───── Extracted text

From "Pelham's" opening credits to its conclusion, you can feel Scott's small-boy excitement (aided by Chris Lebenzon's skilled editing and Harry Gregson-Williams' score) at making things pop off the screen. No one takes more pleasure in the vivid display of squad cars and their squealing tires or the purposeful careening of police motorcycles.

Because he is a shooter first and foremost, Scott is often only as good as his scripts, and his best films -- "Crimson Tide," "Enemy of the State," "Man on Fire" -- tend to be the ones that are based on the best-written material.

So it's not an accident that "Pelham" has good things going for it in that department. The original source, John Godey's 1973 novel, was the basis of an excellent film starring Walter Matthau and Robert Shaw.

And current screenwriter Brian Helgeland, who wrote Scott's "Man on Fire," counts both "L.A. Confidential" and "Mystic River" among his credits.

The fact that this is a hostage drama makes "Pelham" stand apart from most of Scott's work, with its reliance on tension created by words, specifically the back and forth of ransom negotiations.

So it's fortunate that the film has stars with the ability to hold our attention even though they are almost never in the same physical space (and, in fact, didn't even meet in the studio until the seventh week of shooting).

It's Travolta's Ryder we encounter first, looking malevolent as all get-out as he glides down the streets of New York sporting a Fu Manchu mustache, dark sunglasses, a wool cap pulled low on his head and a prison tattoo on his neck. "Hairspray's" Edna Turnblad this is not.

──────────
───── Extracted records

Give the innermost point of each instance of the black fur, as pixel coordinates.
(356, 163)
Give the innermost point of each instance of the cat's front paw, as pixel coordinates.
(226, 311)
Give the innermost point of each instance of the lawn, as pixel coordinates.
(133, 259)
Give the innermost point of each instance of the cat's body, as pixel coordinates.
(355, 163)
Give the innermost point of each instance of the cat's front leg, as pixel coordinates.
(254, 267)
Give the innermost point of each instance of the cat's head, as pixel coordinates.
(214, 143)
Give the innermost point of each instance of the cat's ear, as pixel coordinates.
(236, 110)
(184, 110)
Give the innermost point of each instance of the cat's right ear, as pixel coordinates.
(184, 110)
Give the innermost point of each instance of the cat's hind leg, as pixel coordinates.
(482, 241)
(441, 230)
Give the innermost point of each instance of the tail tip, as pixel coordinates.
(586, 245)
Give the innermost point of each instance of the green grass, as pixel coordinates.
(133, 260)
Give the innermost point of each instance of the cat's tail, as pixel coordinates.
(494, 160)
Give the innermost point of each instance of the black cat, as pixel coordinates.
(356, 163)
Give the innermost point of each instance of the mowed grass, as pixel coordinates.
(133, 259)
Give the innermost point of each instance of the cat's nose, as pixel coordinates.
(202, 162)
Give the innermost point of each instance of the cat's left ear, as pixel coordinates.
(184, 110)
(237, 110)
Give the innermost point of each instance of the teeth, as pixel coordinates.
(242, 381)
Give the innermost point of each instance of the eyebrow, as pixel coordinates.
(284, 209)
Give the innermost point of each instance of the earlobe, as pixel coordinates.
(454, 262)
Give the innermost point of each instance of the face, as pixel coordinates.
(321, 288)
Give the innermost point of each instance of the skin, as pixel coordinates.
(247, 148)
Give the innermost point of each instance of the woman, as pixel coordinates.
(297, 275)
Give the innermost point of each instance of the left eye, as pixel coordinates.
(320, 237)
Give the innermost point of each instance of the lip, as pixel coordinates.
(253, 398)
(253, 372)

──────────

Challenge A: Translate this sentence from the film review above into Spanish: "The original source, John Godey's 1973 novel, was the basis of an excellent film starring Walter Matthau and Robert Shaw."
Challenge B: Duplicate the passage of the film review above that begins at the words "Because he is" and stops after "the best-written material.".

Answer A: La fuente original, la novela de John Godey de 1973, fue la base de una excelente película protagonizada por Walter Matthau y Robert Shaw.

Answer B:
Because he is a shooter first and foremost, Scott is often only as good as his scripts, and his best films -- "Crimson Tide," "Enemy of the State," "Man on Fire" -- tend to be the ones that are based on the best-written material.